Fragmento para leer »
+++++

La Palabra de Dios que hemos proclamado ilumina de alguna manera el itinerario de tu vocación y deberá iluminar también tu futuro. En el centro de la segunda lectura de hoy está la figura de Abraham, quien un día escuchó la voz de Dios, que le decía: “Sal de tu tierra, y de tu patria, y de la casa de tu padre, y ve a la tierra que yo te mostraré” (Gn 12, 1-3). Y San Pablo comenta al respecto: “Al encontrarse con Dios que da vida a los muertos y llama a la existencia lo que no existe, Abrahán creyó. Apoyado en la esperanza, creyó, contra toda esperanza” (Rom 4, 17-18).

+++++

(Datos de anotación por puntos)

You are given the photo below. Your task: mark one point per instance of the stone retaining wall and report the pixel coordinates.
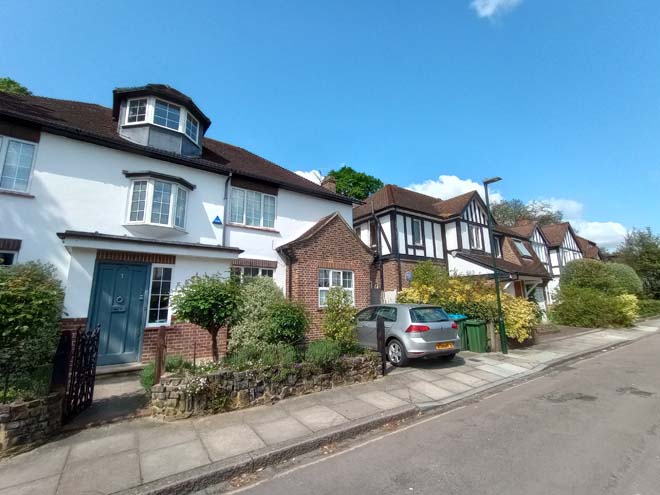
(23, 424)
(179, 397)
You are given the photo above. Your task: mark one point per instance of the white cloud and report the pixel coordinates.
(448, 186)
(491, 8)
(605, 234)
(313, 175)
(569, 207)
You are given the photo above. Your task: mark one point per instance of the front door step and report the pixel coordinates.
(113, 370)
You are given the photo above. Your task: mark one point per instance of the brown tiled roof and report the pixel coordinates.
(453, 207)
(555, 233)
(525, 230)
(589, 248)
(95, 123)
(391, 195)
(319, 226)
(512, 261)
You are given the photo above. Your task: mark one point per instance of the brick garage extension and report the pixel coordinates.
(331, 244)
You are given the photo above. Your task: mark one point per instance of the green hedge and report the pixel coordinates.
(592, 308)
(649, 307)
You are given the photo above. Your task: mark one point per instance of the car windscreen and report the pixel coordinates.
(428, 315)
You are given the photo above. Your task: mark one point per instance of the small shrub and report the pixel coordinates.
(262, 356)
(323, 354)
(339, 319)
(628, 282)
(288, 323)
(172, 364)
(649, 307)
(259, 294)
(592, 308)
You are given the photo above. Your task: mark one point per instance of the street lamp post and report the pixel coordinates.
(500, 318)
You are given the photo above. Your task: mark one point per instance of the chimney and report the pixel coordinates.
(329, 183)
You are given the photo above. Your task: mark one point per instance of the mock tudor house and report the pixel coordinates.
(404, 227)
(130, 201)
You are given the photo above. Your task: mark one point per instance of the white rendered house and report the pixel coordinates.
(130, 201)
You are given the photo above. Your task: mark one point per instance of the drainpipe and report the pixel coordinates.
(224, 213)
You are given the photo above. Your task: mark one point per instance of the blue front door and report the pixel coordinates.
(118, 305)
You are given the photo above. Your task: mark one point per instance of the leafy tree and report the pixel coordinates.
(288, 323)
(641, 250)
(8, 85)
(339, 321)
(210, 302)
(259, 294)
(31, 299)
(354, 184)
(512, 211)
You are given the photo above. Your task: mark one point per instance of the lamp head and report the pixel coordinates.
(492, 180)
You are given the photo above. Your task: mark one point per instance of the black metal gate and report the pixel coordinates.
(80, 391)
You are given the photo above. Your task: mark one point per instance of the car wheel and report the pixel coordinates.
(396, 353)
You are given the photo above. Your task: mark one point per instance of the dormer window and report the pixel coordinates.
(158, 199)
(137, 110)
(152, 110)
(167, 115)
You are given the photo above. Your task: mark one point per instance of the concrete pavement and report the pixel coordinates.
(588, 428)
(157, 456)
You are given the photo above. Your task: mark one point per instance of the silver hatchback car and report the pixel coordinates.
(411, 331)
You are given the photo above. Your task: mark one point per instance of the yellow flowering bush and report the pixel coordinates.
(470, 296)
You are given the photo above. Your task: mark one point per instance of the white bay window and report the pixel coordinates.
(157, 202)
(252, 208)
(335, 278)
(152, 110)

+++++

Ejercicios »
1 - Reproduce la parte del fragmento que comienza con las palabras "La Palabra de" y termina con "(Rom 4, 17-18).".
2 - Según el fragmento, ¿qué figura está en el centro de la segunda lectura de hoy?
Para resolver los ejercicios, usa solo el fragmento.

Respuestas por ejercicio »
1 -
La Palabra de Dios que hemos proclamado ilumina de alguna manera el itinerario de tu vocación y deberá iluminar también tu futuro. En el centro de la segunda lectura de hoy está la figura de Abraham, quien un día escuchó la voz de Dios, que le decía: “Sal de tu tierra, y de tu patria, y de la casa de tu padre, y ve a la tierra que yo te mostraré” (Gn 12, 1-3). Y San Pablo comenta al respecto: “Al encontrarse con Dios que da vida a los muertos y llama a la existencia lo que no existe, Abrahán creyó. Apoyado en la esperanza, creyó, contra toda esperanza” (Rom 4, 17-18).

2 - La figura de Abraham.